• _ОТРЫВОК_:
----------------------------------------

Элевсинские сатиры №14. Базель: Гессе и гигиена юберменша
Ich bin halb Basler, halb Schwabe.
H. Hesse
1
Если на Фишмаркте отдалиться от площадных просторов и углубиться в
средневековую узость улиц, придется пройти через двор-колодец
кантональной полиции, мимо статуи дважды пронзенного копьем
дракона, а потом круто взять вверх, по лестнице, вдоль
стены, заросшей плющем. Отдышаться удастся только наверху, на
холме, уткнувшись в обычный старый базельский дом, белый с
темно-зелеными ставнями. Как красили эти ставни, уже при мне,—
отдельная, очень смешная комедия, в коей богом из машины
явился дюжий негр с молотком. Herbergsgasse 1,
первый базельский адрес. Только прожив в Базеле полгода и
взбежав/сбежав по «полицейской» лестнице несчетное количество
раз, я выяснила, что именно там, по Фишмаркту, метался
Степной волк в поисках успокоения, или, быть может, еще большего
смятения. Трудно понять, удалось ли бы это ему сейчас. И
главное — захотелось ли бы: ресторана «Zum
Helm» больше нет, зато здание кантональной полиции занимает
целый квартал.

----------------------------------------

• _ЗАДАНИЕ ДЛЯ ВЫПОЛНЕНИЯ_:
Продолжите очерк о Базеле и Гессе, начав сразу после его последнего предложения. Строки, приведённые далее, здесь никак не используются.

----------------------------------------

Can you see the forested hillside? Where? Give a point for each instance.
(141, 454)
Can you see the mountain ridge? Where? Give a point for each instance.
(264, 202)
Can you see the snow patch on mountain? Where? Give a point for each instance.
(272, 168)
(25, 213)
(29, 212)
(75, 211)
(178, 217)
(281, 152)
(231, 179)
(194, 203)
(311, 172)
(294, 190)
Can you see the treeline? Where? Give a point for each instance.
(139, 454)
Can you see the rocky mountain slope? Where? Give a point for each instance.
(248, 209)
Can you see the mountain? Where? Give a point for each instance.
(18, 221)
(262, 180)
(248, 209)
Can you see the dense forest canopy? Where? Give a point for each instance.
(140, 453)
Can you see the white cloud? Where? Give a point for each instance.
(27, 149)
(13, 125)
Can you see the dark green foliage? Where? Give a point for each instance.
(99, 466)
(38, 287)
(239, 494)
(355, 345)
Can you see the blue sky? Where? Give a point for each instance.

----------------------------------------

• _ОТВЕТ К УПРАЖНЕНИЮ_:
Гессе — пустынник, человек преимущественно деревенский. Базель —
чуть ли не единственный из городов, всерьез причастный к его
биографии. Сюда переезжает семья родителей-миссионеров из
крошечного Кальва. Здесь взрослый Генрих работает в книжном
магазине. Здесь он женится в первый раз — на Марии Бернулли,
происходящей из славного математического семейства. Здесь же
женится и во второй раз — на Рут Венгер. И здесь же, сразу
после этой второй свадьбы, в отеле «Krafft»
(ныне — пять звезд) на берегу Рейна предпринимает вторую
попытку самоубийства. (Первая была результатом содержания в
маульброннской семинарии.)
Базель Гессе — это не столько жизнь, сколько попытка выживания.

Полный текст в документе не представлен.